**PROVIDED RECORDS:**
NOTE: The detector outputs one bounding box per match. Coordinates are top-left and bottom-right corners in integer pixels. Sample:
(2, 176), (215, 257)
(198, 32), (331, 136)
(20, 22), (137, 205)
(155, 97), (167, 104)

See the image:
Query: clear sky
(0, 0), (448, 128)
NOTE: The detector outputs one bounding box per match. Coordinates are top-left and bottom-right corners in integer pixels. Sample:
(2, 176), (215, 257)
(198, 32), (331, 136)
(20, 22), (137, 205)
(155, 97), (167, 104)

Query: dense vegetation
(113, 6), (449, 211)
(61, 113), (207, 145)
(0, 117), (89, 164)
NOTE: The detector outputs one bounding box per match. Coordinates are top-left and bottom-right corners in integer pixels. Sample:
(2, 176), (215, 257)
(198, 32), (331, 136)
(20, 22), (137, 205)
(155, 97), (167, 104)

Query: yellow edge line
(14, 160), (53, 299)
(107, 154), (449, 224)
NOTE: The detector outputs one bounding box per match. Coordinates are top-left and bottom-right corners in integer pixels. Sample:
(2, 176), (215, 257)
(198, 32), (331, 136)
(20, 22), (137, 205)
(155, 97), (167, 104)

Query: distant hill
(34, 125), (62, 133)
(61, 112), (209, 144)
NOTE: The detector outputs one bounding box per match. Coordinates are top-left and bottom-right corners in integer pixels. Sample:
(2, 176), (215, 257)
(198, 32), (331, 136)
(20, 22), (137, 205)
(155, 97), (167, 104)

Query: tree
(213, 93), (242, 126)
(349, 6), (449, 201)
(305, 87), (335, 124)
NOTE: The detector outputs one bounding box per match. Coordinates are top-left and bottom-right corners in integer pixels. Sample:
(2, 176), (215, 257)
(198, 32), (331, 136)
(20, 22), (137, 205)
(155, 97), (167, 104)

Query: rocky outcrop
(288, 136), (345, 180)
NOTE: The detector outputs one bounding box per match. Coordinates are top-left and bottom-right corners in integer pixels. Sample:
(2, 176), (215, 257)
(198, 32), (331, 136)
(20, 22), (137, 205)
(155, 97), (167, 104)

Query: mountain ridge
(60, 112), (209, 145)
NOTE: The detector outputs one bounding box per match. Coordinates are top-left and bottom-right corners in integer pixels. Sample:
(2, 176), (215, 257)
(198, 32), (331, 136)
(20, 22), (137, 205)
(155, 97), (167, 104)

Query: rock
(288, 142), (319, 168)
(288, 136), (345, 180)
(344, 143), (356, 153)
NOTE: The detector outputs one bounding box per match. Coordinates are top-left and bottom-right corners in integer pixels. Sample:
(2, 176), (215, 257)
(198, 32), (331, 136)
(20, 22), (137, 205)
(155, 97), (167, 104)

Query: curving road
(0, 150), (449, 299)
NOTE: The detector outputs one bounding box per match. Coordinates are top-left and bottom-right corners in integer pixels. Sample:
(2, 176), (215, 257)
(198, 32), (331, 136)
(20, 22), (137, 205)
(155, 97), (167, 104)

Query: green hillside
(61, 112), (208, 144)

**PROBLEM DETAILS:** From the records above, extract every line that contains the string "Query".

**WRITTEN RESPONSE:**
Query: clear sky
Query: dense vegetation
Query: yellow edge line
Query: distant hill
Query: tree
Query: rocky outcrop
Query: mountain ridge
Query: rock
Query: curving road
Query: green hillside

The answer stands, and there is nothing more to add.